## START SELECTED EXCERPT
In 1988, we got the chance to prove our worth on the global stage when we were invited to China to play in the first FIFA-sanctioned world tournament for women, a competition that was pitched as a pilot World Cup. We hoped that if we performed well enough, FIFA would create a proper World Cup for women, which we all knew was of critical importance. It would mean global visibility, better programs and more funding for our national teams.

When we entered the stadium in Guangdong for our first match, it was packed with tens of thousands of spectators  — mostly school kids, sure, but real people nonetheless — and my heart was racing.

We were playing against Brazil, and when I came on as a substitute I was excited beyond words and terrified at the same time. Despite being the underdogs, we managed to pull off a 1–0 win. After that, we made it all the way to the quarterfinals before China knocked us out. We were disappointed to lose, but when we stepped off the field, we knew that we had been a part of something historic.

FIFA held the first Women’s World Cup three years later in China,  but Australia missed qualifying for the tournament on goal difference. In 1995 I didn’t get to play because I had a torn ACL. I was nearly 30 by then, and it ended my international career. Still, it was truly rewarding to travel with the team as an administrator and witness how far we’d come.

It would be more than 10 years before my next big opportunity in football arrived. After graduating in law, I’d completed an MBA and had worked in law, media, telecommunications and consulting when I got the chance in 2007 to join the board of the governing body for football in Australia. Two years later I was the first woman elected as a vice-president of the Asian Football Confederation. In 2013, I was one of the first three women appointed to FIFA’s executive committee, working with the most influential people in the game during the most tumultuous period of FIFA’s history. Most importantly, I got to work on reforming the organization when the opportunity arose – especially around gender equality measures. I learned the value of our actions — and the impact of our collective purpose — when applied in the moments that matter. It’s a bit like football itself.

And like football, positions come and go, but your passion for the game has its own momentum.

Stuart Franklin/FIFA/Getty Images

Since football is played everywhere, this sport has the potential to do a lot of good in our society. No other sport has football’s convening power.
## END SELECTED EXCERPT
## START PROVIDED ENTRIES
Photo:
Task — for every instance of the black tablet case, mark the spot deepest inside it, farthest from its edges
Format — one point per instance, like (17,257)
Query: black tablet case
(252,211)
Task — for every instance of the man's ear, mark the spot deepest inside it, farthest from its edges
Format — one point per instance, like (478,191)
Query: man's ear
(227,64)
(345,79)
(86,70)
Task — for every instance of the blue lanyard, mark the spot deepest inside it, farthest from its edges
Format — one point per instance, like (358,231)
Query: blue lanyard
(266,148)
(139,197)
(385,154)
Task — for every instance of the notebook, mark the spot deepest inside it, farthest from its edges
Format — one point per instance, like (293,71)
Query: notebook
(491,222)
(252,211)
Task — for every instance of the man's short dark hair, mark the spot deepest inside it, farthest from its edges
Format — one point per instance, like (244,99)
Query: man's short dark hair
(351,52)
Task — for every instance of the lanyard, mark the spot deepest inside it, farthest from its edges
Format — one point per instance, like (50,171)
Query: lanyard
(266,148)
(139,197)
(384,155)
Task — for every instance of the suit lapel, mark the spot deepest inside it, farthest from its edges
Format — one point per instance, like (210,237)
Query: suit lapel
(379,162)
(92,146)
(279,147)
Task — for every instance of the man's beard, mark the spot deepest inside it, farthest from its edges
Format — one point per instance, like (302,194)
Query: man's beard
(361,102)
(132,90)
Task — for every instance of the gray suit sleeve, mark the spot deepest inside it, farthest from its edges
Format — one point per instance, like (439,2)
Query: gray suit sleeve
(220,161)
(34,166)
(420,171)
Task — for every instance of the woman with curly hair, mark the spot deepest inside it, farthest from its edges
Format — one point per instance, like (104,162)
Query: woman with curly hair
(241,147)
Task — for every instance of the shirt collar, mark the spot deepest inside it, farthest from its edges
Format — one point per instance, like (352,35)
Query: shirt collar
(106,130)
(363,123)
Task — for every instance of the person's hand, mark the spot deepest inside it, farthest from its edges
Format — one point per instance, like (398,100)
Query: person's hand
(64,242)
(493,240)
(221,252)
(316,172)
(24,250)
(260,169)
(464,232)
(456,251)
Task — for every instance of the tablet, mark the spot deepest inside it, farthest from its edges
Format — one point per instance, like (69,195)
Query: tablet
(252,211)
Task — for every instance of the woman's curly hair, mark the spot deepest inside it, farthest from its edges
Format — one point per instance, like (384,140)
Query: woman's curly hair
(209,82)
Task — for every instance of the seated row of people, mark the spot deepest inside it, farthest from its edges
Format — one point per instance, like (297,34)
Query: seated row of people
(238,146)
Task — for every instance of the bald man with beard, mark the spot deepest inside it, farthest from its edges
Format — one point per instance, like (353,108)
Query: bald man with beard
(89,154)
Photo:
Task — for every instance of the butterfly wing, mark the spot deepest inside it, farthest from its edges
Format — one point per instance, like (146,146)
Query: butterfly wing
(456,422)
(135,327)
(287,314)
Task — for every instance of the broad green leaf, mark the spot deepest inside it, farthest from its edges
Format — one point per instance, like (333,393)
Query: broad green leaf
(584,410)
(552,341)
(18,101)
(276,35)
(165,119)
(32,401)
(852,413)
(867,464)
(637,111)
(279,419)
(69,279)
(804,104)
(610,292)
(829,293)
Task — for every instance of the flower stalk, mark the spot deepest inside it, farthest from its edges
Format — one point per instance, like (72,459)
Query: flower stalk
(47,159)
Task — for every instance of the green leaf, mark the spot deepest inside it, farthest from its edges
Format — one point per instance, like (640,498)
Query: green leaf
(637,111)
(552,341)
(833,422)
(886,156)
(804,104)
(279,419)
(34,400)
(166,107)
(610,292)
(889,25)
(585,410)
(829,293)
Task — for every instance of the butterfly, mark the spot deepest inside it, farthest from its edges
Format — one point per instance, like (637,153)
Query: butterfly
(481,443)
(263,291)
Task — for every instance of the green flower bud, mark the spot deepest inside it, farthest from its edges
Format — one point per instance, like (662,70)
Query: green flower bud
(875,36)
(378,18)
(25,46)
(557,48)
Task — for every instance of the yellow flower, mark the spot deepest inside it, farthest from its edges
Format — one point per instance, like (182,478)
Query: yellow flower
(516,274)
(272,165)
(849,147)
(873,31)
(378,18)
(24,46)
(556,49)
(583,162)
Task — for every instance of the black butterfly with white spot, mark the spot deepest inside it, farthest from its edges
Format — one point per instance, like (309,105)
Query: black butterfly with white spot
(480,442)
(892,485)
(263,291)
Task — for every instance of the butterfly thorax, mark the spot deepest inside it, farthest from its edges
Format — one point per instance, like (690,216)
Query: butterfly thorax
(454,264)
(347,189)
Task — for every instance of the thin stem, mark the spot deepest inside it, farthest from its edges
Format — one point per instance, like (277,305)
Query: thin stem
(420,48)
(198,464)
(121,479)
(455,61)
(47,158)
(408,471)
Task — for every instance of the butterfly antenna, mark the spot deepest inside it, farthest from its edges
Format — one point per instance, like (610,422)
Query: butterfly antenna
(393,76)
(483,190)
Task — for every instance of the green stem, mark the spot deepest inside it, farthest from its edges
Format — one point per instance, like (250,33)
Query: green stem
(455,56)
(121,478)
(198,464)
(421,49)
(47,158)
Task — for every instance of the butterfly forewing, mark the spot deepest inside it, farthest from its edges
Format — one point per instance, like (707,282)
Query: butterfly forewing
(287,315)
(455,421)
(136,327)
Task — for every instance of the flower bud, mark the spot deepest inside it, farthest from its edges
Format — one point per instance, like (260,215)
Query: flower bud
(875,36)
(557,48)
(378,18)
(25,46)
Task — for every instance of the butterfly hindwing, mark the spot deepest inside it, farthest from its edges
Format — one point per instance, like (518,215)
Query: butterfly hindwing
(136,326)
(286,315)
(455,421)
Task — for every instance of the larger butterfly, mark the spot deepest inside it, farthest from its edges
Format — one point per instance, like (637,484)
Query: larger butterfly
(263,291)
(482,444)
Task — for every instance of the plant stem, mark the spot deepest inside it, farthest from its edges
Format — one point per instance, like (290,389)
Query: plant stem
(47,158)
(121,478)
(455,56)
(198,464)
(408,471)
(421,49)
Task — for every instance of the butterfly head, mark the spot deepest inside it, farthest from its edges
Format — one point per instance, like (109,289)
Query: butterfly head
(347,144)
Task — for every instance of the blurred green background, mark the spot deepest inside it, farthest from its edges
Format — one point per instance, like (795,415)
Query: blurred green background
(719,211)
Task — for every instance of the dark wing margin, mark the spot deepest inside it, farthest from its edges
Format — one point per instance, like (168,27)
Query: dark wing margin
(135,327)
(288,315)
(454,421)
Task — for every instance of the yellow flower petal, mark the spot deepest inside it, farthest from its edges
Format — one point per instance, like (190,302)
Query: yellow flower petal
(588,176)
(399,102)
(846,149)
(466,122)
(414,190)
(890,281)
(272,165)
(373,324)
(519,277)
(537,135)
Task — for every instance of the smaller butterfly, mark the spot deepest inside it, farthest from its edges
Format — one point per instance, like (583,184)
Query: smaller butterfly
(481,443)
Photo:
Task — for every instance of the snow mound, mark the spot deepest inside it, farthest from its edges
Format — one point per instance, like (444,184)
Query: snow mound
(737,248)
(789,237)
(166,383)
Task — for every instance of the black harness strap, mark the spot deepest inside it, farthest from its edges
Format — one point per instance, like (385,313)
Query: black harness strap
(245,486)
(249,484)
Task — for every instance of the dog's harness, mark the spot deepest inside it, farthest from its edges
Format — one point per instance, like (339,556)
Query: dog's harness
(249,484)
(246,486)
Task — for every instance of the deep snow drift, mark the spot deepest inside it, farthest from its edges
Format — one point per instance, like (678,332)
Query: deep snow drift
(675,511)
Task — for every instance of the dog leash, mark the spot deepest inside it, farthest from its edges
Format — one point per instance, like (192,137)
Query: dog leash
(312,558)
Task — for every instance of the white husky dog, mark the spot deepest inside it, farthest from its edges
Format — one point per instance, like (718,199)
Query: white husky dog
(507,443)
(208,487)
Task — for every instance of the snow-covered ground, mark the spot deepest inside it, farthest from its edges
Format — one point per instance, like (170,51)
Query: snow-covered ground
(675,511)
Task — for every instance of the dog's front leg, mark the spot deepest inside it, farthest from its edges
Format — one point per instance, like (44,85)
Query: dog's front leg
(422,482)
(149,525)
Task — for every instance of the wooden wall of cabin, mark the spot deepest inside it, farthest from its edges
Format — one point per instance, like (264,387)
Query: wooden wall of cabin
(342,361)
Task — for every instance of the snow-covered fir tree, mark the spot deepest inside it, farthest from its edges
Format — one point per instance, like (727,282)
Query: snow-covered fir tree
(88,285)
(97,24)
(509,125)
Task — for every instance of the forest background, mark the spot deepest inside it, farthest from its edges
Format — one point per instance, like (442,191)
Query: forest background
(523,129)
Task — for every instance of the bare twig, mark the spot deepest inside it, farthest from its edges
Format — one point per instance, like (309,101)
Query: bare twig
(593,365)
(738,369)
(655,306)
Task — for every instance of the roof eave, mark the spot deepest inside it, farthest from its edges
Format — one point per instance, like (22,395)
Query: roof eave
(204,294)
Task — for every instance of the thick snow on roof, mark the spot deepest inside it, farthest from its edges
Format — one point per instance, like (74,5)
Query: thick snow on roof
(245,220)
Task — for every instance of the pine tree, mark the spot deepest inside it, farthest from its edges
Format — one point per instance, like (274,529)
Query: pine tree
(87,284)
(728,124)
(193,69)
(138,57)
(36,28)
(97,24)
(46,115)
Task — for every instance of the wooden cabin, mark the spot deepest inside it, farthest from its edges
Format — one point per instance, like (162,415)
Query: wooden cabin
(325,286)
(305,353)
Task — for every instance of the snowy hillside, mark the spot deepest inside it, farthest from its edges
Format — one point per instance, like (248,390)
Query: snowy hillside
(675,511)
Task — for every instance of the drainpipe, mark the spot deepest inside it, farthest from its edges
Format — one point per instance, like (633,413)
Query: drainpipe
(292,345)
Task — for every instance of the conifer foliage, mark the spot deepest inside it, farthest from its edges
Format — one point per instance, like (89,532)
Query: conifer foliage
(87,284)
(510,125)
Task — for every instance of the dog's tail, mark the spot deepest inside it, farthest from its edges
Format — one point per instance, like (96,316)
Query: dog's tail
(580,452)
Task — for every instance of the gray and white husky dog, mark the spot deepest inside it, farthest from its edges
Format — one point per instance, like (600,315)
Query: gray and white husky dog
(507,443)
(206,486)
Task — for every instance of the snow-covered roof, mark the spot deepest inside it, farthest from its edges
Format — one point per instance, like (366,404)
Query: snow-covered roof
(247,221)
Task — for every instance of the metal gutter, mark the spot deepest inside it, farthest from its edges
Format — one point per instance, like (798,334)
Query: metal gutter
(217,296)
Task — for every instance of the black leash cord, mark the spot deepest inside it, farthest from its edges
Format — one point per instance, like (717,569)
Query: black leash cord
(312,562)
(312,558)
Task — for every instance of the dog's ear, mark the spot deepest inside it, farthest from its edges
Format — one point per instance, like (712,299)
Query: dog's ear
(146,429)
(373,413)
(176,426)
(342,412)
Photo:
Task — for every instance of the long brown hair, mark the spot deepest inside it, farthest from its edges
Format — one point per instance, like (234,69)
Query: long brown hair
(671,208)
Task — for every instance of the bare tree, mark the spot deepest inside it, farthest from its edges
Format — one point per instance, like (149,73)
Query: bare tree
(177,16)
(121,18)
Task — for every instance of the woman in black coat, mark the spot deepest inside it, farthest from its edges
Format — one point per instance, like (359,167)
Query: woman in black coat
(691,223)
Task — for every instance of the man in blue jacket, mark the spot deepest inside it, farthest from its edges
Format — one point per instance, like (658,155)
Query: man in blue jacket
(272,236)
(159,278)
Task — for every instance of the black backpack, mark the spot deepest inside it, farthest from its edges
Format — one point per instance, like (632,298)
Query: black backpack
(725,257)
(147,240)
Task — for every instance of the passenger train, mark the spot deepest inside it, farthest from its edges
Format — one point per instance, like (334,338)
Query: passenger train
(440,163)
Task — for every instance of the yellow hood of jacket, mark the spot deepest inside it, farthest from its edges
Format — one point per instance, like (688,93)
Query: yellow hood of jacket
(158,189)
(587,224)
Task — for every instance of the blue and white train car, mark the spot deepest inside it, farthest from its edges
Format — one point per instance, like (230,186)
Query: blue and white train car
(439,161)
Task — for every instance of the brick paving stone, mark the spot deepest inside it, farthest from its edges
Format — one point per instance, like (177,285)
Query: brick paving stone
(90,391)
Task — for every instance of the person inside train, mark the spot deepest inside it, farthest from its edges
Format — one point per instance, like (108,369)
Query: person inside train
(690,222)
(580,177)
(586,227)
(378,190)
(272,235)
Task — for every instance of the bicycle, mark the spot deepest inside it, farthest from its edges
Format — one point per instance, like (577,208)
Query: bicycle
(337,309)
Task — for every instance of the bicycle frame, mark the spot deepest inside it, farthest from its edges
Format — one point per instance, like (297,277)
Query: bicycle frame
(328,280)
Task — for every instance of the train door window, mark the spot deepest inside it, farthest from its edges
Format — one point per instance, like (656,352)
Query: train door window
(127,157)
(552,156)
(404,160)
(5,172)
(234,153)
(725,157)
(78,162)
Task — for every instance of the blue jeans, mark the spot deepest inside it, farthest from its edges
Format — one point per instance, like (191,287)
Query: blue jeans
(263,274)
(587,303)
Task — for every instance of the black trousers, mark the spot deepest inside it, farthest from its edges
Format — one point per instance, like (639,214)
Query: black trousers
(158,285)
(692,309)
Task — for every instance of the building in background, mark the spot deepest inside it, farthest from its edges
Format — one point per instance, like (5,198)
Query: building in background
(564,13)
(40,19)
## END PROVIDED ENTRIES
EXERCISES TO COMPLETE:
1. Keep only the rows that contain the string "building", treating uppercase and lowercase letters as different.
2. Carry on the passage on women's football from the point where it stops.
The passage on women's football and the rows come from unrelated sources.

RESULTS FOR EACH TASK:
1.
Task — for every instance of the building in background, mark the spot deepest inside it, farthest from its edges
Query: building in background

2.
I see many good people in the world of football governance who are working hard to improve our sport and the community around it. But I’ve also seen others who have betrayed the game and the positions of trust that they held. I know from experience that political dysfunction, as well as outright corruption, can hinder the amount of good that can be accomplished.

Some of the recent scandals in football have done great damage to the legitimacy of the game’s governance. The damage is real. Our game, for so long the undisputed global king of team sports, now lives in a shadow of cynicism and mistrust.  

And it’s taking a toll. I’ll never forget being part of the FIFA delegation that presented the trophy at the 2015 Women’s World Cup final in Vancouver. It was an experience to savour. But as we walked toward the podium, 50,000 people booed us.

It wasn’t personal. It was fan feedback to an organisation they felt had failed them.  If people lose faith in the structures of the game, our sport will suffer, and we should expect more negative reactions if we don’t go about making things better.

The scandals and corruption we’ve seen do not represent the essence of football, or the values of the players who love this game. It’s time that we rebuild that trust among the football community.

And that’s why I’m so excited to be joining Common Goal. The organization is not only about developing football as a sport, but is also about football shaping society. And it is the players who are stepping up to make it happen.

Through this new initiative, professional footballers pledge to donate 1% of their salaries to more than 100 grassroots football programs.

So far more than 30 players from six different continents have pledged to Common Goal, raising more than 500,000 euros ($609,825) since the movement launched in August 2017. We are confident that in 2018 we can raise more than 2 million euros ($2,439,300).

In assisting these grassroots programs, our mission is to support the U.N.’s sustainable development goals. Together, we want to help end world hunger, promote clean energy and end discrimination — among many other goals — through the beautiful game.

Many of our donations will go to support worthy programs around the world like America Scores, which empowers young people through football, creative writing and community service. Or Football United, which gives refugees in Australia a foothold in their new world.

Here, the players are setting a new standard in the world of football. They are saying, We are not going to leave development to the governing bodies. Football encourages us to be better human beings. And now we are going to make the world better, through football.

This is players taking matters into their own hands.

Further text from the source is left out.